Exercise brief
Give the records back exactly as written, but without the images.

--- Exercise input Enclosed Below ---

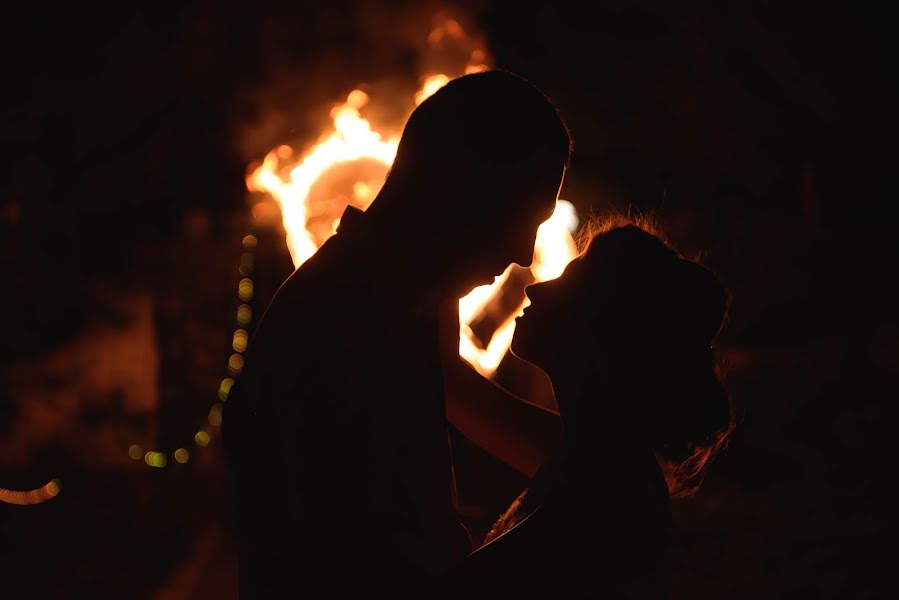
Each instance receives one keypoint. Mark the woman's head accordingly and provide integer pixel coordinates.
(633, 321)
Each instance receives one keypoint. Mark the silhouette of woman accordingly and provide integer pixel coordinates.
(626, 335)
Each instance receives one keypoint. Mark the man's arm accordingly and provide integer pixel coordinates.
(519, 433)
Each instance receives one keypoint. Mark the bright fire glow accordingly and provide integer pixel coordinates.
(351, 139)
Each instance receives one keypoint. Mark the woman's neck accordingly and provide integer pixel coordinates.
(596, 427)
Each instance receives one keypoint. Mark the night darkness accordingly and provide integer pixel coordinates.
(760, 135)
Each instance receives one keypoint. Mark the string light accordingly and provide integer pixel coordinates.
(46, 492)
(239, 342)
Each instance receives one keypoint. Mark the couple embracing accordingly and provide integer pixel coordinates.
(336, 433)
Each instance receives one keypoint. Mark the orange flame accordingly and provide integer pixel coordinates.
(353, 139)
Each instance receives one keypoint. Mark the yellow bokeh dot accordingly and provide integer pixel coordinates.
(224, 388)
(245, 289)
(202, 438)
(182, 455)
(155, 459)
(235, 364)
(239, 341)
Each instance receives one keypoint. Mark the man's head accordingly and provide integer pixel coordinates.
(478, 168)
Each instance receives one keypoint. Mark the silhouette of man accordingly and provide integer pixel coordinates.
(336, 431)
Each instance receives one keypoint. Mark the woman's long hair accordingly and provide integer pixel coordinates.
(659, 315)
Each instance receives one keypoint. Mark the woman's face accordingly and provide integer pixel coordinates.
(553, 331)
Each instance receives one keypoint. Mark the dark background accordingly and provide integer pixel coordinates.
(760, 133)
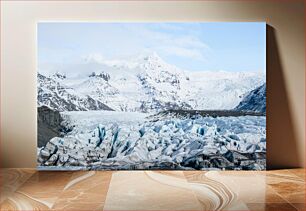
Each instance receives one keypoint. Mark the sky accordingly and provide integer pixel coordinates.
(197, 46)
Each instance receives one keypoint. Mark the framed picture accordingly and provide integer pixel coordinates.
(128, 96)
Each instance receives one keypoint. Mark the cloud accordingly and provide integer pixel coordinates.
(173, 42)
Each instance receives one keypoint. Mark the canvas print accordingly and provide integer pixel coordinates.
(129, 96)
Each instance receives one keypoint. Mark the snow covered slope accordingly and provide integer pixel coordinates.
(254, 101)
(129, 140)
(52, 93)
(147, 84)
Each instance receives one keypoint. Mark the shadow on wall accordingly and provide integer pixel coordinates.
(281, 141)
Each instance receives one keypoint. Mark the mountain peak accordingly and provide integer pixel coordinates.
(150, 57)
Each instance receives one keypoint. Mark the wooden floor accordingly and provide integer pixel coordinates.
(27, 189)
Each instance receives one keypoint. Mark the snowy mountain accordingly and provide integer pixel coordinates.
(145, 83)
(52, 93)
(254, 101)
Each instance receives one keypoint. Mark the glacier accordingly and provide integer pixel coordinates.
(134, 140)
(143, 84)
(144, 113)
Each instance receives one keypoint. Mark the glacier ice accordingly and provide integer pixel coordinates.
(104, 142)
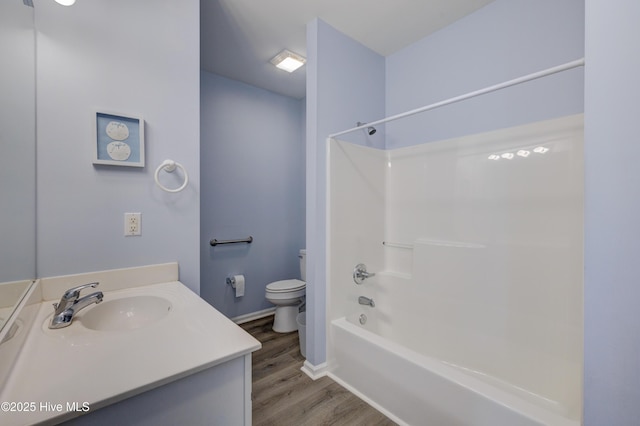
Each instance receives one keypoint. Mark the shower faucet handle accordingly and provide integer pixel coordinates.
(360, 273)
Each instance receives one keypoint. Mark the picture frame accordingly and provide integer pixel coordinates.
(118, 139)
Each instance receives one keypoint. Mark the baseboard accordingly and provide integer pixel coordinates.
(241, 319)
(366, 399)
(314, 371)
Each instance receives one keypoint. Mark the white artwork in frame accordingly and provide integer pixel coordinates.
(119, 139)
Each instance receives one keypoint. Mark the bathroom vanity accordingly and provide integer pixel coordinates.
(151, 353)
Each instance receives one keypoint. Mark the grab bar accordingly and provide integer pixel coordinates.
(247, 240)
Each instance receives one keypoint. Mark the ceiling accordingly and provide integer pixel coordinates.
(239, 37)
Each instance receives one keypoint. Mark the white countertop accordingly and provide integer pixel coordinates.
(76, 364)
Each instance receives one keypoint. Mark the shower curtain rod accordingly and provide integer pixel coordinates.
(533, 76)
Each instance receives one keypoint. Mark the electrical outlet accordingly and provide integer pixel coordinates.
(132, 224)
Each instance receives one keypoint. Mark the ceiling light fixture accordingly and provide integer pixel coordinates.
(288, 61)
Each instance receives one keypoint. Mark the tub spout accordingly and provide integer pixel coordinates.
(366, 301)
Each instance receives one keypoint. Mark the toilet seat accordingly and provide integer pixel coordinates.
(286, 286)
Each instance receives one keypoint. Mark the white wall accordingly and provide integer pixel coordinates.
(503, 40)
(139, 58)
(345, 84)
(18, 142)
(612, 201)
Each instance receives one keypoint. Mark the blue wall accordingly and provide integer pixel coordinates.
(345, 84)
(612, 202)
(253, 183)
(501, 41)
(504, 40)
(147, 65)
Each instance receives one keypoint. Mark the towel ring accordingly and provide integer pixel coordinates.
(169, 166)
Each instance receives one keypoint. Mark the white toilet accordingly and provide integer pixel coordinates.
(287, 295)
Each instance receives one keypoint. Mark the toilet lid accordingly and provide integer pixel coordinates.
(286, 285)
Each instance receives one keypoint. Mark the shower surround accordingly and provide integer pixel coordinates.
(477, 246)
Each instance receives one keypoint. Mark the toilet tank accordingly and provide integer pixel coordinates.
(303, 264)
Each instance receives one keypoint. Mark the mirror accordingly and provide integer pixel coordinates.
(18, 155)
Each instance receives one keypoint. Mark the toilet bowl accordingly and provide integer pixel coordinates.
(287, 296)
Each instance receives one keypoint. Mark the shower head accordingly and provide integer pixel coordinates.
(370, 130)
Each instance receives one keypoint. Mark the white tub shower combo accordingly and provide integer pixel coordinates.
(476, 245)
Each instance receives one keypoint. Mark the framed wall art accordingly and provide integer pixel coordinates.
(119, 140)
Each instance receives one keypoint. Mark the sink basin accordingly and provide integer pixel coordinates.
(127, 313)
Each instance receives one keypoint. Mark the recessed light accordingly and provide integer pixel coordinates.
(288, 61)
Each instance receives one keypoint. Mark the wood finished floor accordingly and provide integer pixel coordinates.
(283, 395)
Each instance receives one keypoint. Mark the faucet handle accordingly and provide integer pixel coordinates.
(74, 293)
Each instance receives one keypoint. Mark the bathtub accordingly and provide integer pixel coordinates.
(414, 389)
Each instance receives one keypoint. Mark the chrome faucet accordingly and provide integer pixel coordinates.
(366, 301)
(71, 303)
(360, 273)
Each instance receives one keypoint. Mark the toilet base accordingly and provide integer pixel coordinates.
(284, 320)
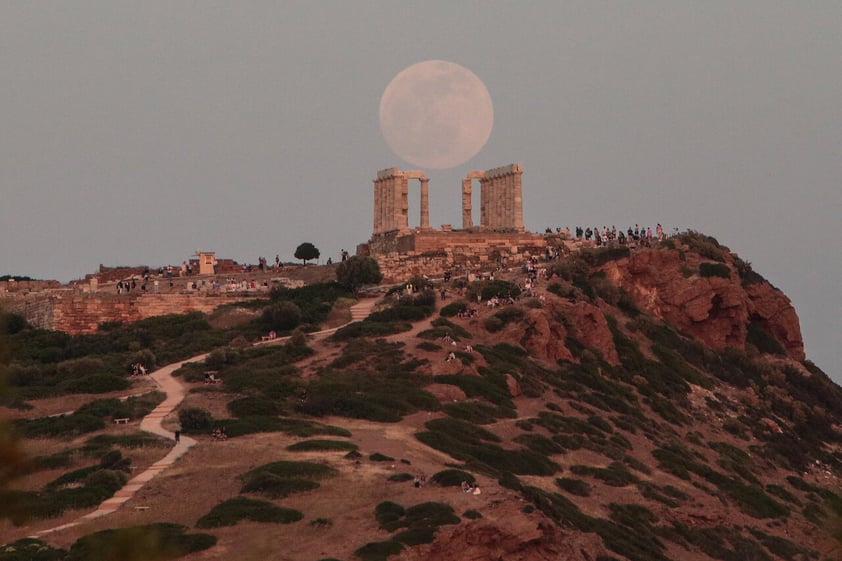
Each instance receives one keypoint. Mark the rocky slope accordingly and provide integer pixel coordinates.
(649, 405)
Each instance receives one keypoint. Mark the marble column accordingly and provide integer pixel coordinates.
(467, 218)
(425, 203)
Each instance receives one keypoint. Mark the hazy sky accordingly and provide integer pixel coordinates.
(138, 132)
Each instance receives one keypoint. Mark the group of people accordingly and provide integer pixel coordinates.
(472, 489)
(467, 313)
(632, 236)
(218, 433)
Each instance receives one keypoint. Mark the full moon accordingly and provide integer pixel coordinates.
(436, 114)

--- End of Enclosed Exercise input ---

Response to the task
Each instance receives one keypoint. Mark the woman's head accordingly and provide integer pixel coordinates.
(633, 321)
Each instance receives one keypoint. Mark the silhouette of woman accordingly and provide integer pixel coordinates.
(626, 335)
Each instance receives one keypoint. Mark the man's arm accordingly and provide integer pixel coordinates.
(519, 433)
Each instance receives one keypoint. Mark the bright fire glow accordingly and provide integer pixel coordinates.
(351, 139)
Each instance receives one keypoint. Mark the woman's neck accordingly and provide integer pixel coordinates.
(596, 427)
Each instance receives one keypoint. Mark the night darkness accordingly and provide integer pixel coordinates.
(760, 135)
Each instance receives one keypoint. Mark the string light accordingly and provide integer pixel coordinates.
(46, 492)
(239, 342)
Each instance receives one keypoint. Mark the couple embracing accordingly and provide integer pixel coordinates.
(336, 433)
Each instance receives one keypoint. Mark the orange flame accordingly and provide integer pixel coordinates.
(353, 139)
Each instance receives one keypoint. Mark the yellow bokeh dot accordingly and provide integer pixel coordinates.
(224, 388)
(245, 289)
(202, 438)
(182, 455)
(155, 459)
(235, 364)
(239, 341)
Each instance receives one keypoint. Mark the man's head accordingly and provide integer pixel coordinates.
(478, 168)
Each instance receives one keypoint. Mark the silhouette of man accordingly and provide integer pixel coordinates.
(336, 431)
Each instance receives one keypoint. Mark the woman's long hair accordingly and provide integer pixel coordinates.
(659, 315)
Each instance receives one keypoint. Mark the woman's face accordingly and provide integer pixel coordinates.
(553, 331)
Each instance receives one keypoint. Mark the dark background accordingly and provide integer pixel coordinates.
(760, 133)
Each instance receives one keypoint. Mark the sky accordingly and provide integer pixel coordinates.
(197, 46)
Each instance receives one keypoint. Mark the framed picture accordingly and provide integer pixel coordinates.
(128, 96)
Each instance receives one keypoint. Mark the cloud accordingly and provide integer pixel coordinates.
(173, 42)
Each instance receives one keypoint. Mark the canvas print accordingly and provide integer pixel coordinates.
(129, 96)
Each instance receives one keypoint. Mark the snow covered slope accordingly and provide integer pixel coordinates.
(254, 101)
(129, 140)
(52, 93)
(147, 84)
Each instance receives one keypoint. Mark the shadow on wall accordingly and provide integer pixel coordinates.
(281, 141)
Each instance receives one keypoint. Mark the mountain peak accordingly and provide integer pixel coordinates.
(150, 57)
Each instance receives one keypoint. Mark the wooden floor accordingly and provide integer pixel coordinates.
(27, 189)
Each instance receives one keypoint. Mark the snowy mountain accordingly and provide integer pixel coordinates.
(145, 83)
(52, 93)
(254, 101)
Each instance receives one keypoint. Mark the glacier accordingly and provide integer pixel coordinates.
(134, 140)
(143, 84)
(144, 113)
Each instance receives one keypoint. Mark the glacier ice accordingly and provide integer pixel coordinates.
(104, 142)
Each instance receives one keypoint. Mark the shower faucet handle accordingly and provide integer pixel coordinates.
(360, 273)
Each instance receives one keypoint. Mark the picture frame accordingly and provide integer pixel coordinates.
(118, 139)
Each instance receives one keypoint. Mark the baseboard accordingly and provide integer pixel coordinates.
(241, 319)
(366, 399)
(314, 371)
Each instance receives one keypoint. Mark the white artwork in frame accordingly and provide integer pixel coordinates.
(119, 139)
Each instance receives one keypoint. Mark the bathroom vanity accordingly and provide integer pixel coordinates.
(151, 353)
Each instance receives one keypoint. Mark the grab bar accordingly and provide integer pixel coordinates.
(247, 240)
Each instance receives one keypoint. Mark the ceiling accordingly and provide integer pixel coordinates.
(239, 37)
Each instance receives one keypoint. Mark the white countertop accordingly and provide integer pixel coordinates.
(76, 364)
Each instance receives one keypoint. Mark the shower curtain rod accordingly and provide integer pixel coordinates.
(533, 76)
Each instance receives one keypoint. Mark the electrical outlet accordingly and provide integer pixel coordinates.
(132, 224)
Each instance receives one keypoint. Mark the ceiling light fixture accordingly and provide integer pixel coordinates.
(288, 61)
Each instance receives one keypoint. Mark the tub spout accordingly and provide integer pixel coordinates.
(366, 301)
Each instance receives one keypoint. Mark the toilet seat accordingly and provide integer pixel coordinates.
(286, 286)
Each instance receives one keypoint. Mark the white wall accordingly and provide integer pixel coordinates.
(503, 40)
(139, 58)
(345, 84)
(18, 142)
(612, 201)
Each instance receives one keypoint. Mark the blue wall accordingly and provide integer pixel coordinates.
(345, 84)
(612, 202)
(253, 183)
(501, 41)
(504, 40)
(147, 65)
Each instance receives one keypoint. Mark the towel ring accordingly and provide integer pixel coordinates.
(169, 166)
Each instance receives one keypoint. Mark the white toilet accordingly and provide integer pixel coordinates.
(287, 295)
Each instance receives one keypoint. Mark the toilet lid accordingly and provide integer pixel coordinates.
(286, 285)
Each instance receives one keypoint. Mark the shower surround accordingly and provide integer pixel coordinates.
(477, 246)
Each instance receives one keypoint. Mark the toilet tank accordingly and provide integer pixel coordinates.
(303, 264)
Each instance receives one keypoint. Mark the mirror accordingly and provide integer pixel coordinates.
(18, 155)
Each instance receives one keypoint. Mark the toilet bowl accordingly and provide integer pixel coordinates.
(287, 296)
Each instance receives one keypoint. Mark the shower head accordingly and provide integer pixel coordinates.
(370, 130)
Each instance receives one keypoint. Mark the white tub shower combo accordingly and provide integer pixel coordinates.
(476, 245)
Each instance receives one keypoint. Mark the framed wall art accordingly and provide integer pixel coordinates.
(119, 140)
Each instance receives one keypoint. Mark the sink basin accordingly and provide integer pixel coordinates.
(127, 313)
Each instance receives one keypoint. Mark the recessed light accordingly and provide integer pixel coordinates.
(288, 61)
Each instance receives one keypoint. Mark the wood finished floor accordingly and provide integer pixel coordinates.
(283, 395)
Each instance receives one keypoint. Mark the faucet handle accordingly and provide integer pixel coordinates.
(74, 293)
Each instance receives one keypoint. Mark the bathtub accordingly and provide integer pixel coordinates.
(414, 389)
Each instance receives one keypoint. Mark the chrome faucet accordingly and provide integer pixel coordinates.
(366, 301)
(71, 303)
(360, 273)
Each instance receives one keypoint. Mark the toilet base accordingly and provide integer pixel coordinates.
(284, 320)
Each instance receives one keypoint. Mark the rocky slope accordingly and provide integer pixel coordinates.
(649, 405)
Each instance receives one keypoint. Mark the marble column accordingly and provide integer pixel coordinates.
(467, 218)
(425, 203)
Each instance receives one keypoint. Mark the hazy sky accordingly and provide integer pixel coordinates.
(138, 132)
Each instance receives one keypoint. Mark the group of people accordingly and provide integer pixel coordinates.
(472, 489)
(467, 313)
(632, 236)
(218, 433)
Each instance receives one keypoint. Mark the full moon accordingly and provide integer pixel coordinates.
(436, 114)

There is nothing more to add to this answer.